→ Task instructions:
Please restate each entry that appears below word for word, without its pictures.

→ Supplied material:
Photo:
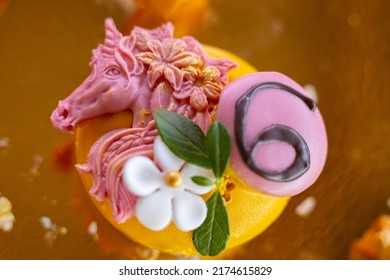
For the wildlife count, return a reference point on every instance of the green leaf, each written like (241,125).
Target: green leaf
(218,146)
(183,137)
(202,181)
(212,236)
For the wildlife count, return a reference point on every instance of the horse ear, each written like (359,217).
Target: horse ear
(113,36)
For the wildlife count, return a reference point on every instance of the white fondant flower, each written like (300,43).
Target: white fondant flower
(167,194)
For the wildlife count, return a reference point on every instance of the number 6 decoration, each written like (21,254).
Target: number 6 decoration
(279,142)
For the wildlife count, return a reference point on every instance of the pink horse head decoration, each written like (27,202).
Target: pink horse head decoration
(142,72)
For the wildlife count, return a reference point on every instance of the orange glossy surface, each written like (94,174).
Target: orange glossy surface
(341,47)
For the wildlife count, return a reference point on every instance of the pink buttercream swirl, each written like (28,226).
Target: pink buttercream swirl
(142,72)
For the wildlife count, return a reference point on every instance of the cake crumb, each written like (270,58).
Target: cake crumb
(311,91)
(4,142)
(375,242)
(92,230)
(306,207)
(37,162)
(7,218)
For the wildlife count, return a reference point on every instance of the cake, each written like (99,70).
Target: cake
(186,148)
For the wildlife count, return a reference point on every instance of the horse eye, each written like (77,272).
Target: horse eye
(113,72)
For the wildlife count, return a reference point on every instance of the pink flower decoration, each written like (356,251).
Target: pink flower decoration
(202,83)
(165,60)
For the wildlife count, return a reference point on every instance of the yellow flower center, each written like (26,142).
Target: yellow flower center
(173,179)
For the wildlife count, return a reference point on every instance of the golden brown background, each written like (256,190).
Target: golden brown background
(341,47)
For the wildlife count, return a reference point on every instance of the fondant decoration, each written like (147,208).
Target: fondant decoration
(279,140)
(142,72)
(7,218)
(167,194)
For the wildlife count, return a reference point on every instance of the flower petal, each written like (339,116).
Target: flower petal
(166,159)
(189,211)
(141,176)
(155,210)
(190,170)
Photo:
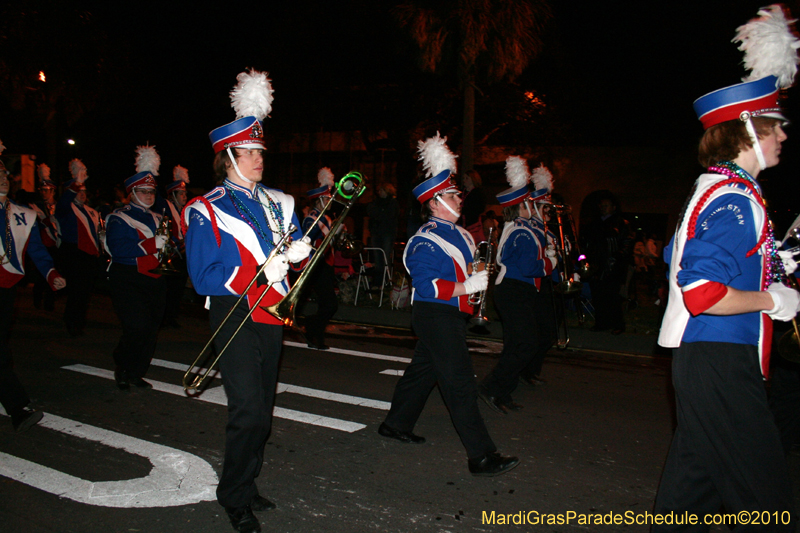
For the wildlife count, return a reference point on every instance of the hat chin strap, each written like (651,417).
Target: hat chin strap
(438,197)
(236,167)
(751,131)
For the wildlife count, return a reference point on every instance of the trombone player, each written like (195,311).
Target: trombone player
(230,232)
(520,293)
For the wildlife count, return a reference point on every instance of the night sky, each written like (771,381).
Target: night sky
(617,73)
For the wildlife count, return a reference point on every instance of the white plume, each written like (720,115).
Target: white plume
(325,177)
(147,159)
(517,173)
(75,167)
(542,178)
(180,173)
(252,96)
(770,46)
(44,172)
(436,156)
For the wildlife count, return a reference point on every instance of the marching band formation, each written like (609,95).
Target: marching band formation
(238,242)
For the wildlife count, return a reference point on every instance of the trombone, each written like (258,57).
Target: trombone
(350,188)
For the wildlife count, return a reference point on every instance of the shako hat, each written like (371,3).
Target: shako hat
(439,164)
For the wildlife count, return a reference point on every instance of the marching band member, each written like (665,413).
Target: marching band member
(79,247)
(438,257)
(230,232)
(137,293)
(520,294)
(18,236)
(323,279)
(176,201)
(724,295)
(45,208)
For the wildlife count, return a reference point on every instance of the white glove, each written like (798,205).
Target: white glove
(477,282)
(789,264)
(276,269)
(786,300)
(298,250)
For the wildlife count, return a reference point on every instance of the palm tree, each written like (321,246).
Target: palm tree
(487,40)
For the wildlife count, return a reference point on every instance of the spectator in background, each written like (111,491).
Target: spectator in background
(382,212)
(473,206)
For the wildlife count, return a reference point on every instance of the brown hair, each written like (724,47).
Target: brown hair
(724,141)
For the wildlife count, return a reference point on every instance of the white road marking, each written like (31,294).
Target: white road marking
(217,396)
(353,352)
(177,477)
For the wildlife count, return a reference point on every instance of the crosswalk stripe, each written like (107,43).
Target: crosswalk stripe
(217,396)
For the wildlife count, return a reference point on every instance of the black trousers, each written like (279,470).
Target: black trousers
(12,394)
(80,271)
(139,303)
(528,332)
(249,374)
(323,283)
(726,451)
(441,357)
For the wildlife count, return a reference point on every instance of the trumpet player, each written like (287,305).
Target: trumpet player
(229,233)
(79,247)
(522,290)
(138,295)
(437,257)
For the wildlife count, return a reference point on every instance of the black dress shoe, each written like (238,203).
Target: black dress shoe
(140,383)
(492,402)
(121,377)
(402,436)
(26,420)
(243,520)
(533,381)
(492,464)
(261,504)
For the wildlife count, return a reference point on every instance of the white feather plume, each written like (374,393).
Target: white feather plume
(180,173)
(770,46)
(147,159)
(436,156)
(325,177)
(542,178)
(252,96)
(44,172)
(75,168)
(517,173)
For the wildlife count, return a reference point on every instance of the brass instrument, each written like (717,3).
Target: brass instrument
(165,254)
(478,299)
(350,188)
(199,379)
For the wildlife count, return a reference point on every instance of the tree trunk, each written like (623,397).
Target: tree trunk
(468,130)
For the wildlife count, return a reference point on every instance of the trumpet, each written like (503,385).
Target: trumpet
(165,265)
(478,299)
(350,188)
(199,379)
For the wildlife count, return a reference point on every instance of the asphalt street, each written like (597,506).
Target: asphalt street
(591,441)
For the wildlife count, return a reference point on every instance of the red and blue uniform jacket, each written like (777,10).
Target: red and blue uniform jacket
(521,253)
(130,238)
(77,224)
(24,238)
(223,248)
(437,257)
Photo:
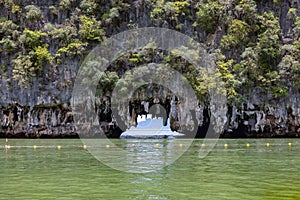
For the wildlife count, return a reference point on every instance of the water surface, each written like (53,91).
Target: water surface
(235,172)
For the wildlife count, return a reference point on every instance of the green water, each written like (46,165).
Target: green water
(236,172)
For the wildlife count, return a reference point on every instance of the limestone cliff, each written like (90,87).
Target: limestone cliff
(256,44)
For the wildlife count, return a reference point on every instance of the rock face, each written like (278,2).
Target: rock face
(43,109)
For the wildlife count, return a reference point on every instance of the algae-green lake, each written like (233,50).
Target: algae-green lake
(235,172)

→ Result of this exercise:
Photo:
For the wildlife count, return a reference point on every instance of the green leaf, each written like (241,125).
Target: green leaf
(218,146)
(183,137)
(202,181)
(212,236)
For the wildlife count, return a reference point on every instance of the horse ear, each written like (359,217).
Target: horse ear
(113,36)
For the wildlife count, return a reference point on every instance of the white fondant flower, each written like (300,43).
Target: white fondant flower
(167,194)
For the wildlife count, return a reference point on every instance of the number 6 decoration, each written like (21,254).
Target: number 6 decoration
(279,142)
For the wildlife count, return a reference point on every instance of the pink horse head decoration, each written like (27,202).
Target: pink horse head decoration
(142,72)
For the wildlife count, return a reference point on every instance of the orange glossy surface, each written like (94,174).
Target: orange glossy surface
(341,47)
For the wildlife count, return a reference point on every instance of the pink buttercream swirl, each written like (28,226).
Target: pink buttercream swirl
(142,72)
For the wildlife count, return a reference point on every instance of the cake crumb, each written like (270,58).
Target: cake crumb
(311,91)
(4,142)
(375,242)
(92,230)
(306,207)
(37,162)
(7,218)
For the wildlife count, return a reference point on every instance of the cake, each written like (99,70).
Target: cake
(186,148)
For the wildlife count, return a reference point on every instance of the horse eye, each written like (77,272).
Target: horse eye
(113,72)
For the wildlife count, return a reference point on every instance of the pink flower decoration, each written like (356,251).
Target: pink flower decoration
(202,83)
(165,60)
For the wildlife count, return a reference point on every instance of the yellow flower center, each written like (26,142).
Target: yellow flower center
(173,179)
For the wildlife count, return a reference point on every instance of the golden brown background, each written like (256,190).
Target: golden brown background
(341,47)
For the wildlife count, return a reference point on every instance of the fondant decoration, each written like (147,208).
Target: fondant decoration
(279,140)
(142,72)
(7,218)
(167,194)
For the wildlife count, return a reference point on every instance of the flower petal, each written like (339,116).
Target: flower petal
(166,159)
(189,211)
(141,176)
(155,210)
(190,170)
Photo:
For the wildlife count, return a reference point on every instance of the hat chin strap, each written like (651,417).
Target: hat chin strap
(438,197)
(236,167)
(751,131)
For the wildlife count, return a reference point on every instance of the trombone player, each written like (195,311).
Target: trombone player
(230,232)
(520,293)
For the wildlife count, return a reference point on every instance of the night sky, each written like (771,381).
Target: night sky
(617,73)
For the wildlife count, return a reference point on every instance of the white plume, each written like (720,115).
Target: white plume
(325,177)
(147,159)
(517,173)
(75,167)
(542,178)
(180,173)
(252,96)
(770,46)
(44,172)
(436,156)
For the wildlife count, return a reference point on every instance of the marching band formation, each written like (609,95).
Target: marching band formation
(238,242)
For the wildlife count, return a reference point on every instance of the trombone, each written like (258,57).
Target: trombone
(350,188)
For the wildlife count, return a reference point on every instance of the shako hat, each written like (371,3).
Target: shako hat
(439,164)
For the wildlife count, return a reference point on every instance of the marching band member, each written like (665,413).
Target: marching band member
(79,247)
(438,257)
(230,232)
(137,293)
(520,294)
(18,236)
(323,279)
(176,201)
(724,295)
(45,208)
For the wildlife count, return a reference point on every instance of the white glove, each written like (798,205).
Target: white glove
(477,282)
(789,264)
(276,269)
(786,300)
(298,250)
For the wildlife count, return a reference point on every instance of the palm tree, each written like (321,246).
Target: palm tree
(487,40)
For the wildlife count, return a reference point on every instance of the spectator in background, each written like (111,491).
Target: spectator in background
(382,212)
(473,206)
For the wildlife count, return a reference point on every instance of the brown hair, each written like (724,47).
Target: brown hair
(724,141)
For the wildlife count, return a reference point on every instance of the white road marking, each written like (31,294).
Target: white road marking
(217,396)
(353,352)
(177,477)
For the wildlife count, return a reference point on every instance of the crosswalk stripe, each written like (107,43).
Target: crosswalk stripe
(217,396)
For the wildlife count, return a reference point on every instance of the black trousers, each written like (279,470).
Target: black trousers
(12,394)
(80,271)
(139,303)
(528,332)
(249,374)
(323,283)
(726,451)
(441,357)
For the wildlife count, return a reference point on every instance of the trumpet player, each written like (287,305).
Target: trumpet player
(229,233)
(79,247)
(522,290)
(138,295)
(437,257)
For the wildlife count, return a reference point on every instance of the black dress shoe, each written like (238,203).
Target: black dress shoe
(140,383)
(492,402)
(121,377)
(402,436)
(26,420)
(243,520)
(533,381)
(492,464)
(261,504)
For the wildlife count, return a reference point on every instance of the white feather plume, each written like (374,393).
Target: white feather plume
(180,173)
(770,46)
(147,159)
(436,156)
(325,177)
(542,178)
(252,96)
(44,172)
(75,168)
(517,173)
For the wildlife count, return a reference point on every instance of the brass instrument, each written like (717,3).
Target: brass instrument
(165,254)
(478,299)
(350,188)
(199,379)
For the wildlife count, return a reference point on every instance of the tree trunk, each written like (623,397).
Target: tree trunk
(468,130)
For the wildlife count, return a reference point on every instance of the trumpet, each written like (503,385).
Target: trumpet
(165,265)
(478,299)
(350,188)
(199,379)
For the wildlife count, return a reference point on every instance of the asphalt street, each written like (597,506).
Target: asphalt street
(591,441)
For the wildlife count, return a reference point on every instance of the red and blue uniform jacket, each written like (777,10).
Target: red and blue uniform jacket
(521,253)
(130,238)
(77,224)
(24,238)
(223,248)
(437,257)
Photo:
For the wildlife count, return a reference point on every instance of the water surface, each written like (53,91).
Target: water surface
(235,172)
For the wildlife count, return a reference point on every instance of the green water, each written like (46,165).
Target: green water
(236,172)
For the wildlife count, return a reference point on every instance of the limestone cliff, each written like (90,87).
Target: limestone cliff
(256,44)
For the wildlife count, return a reference point on every instance of the rock face, each written like (278,2).
Target: rock face
(43,109)
For the wildlife count, return a reference point on every instance of the algae-green lake, each written like (233,50).
Target: algae-green lake
(235,172)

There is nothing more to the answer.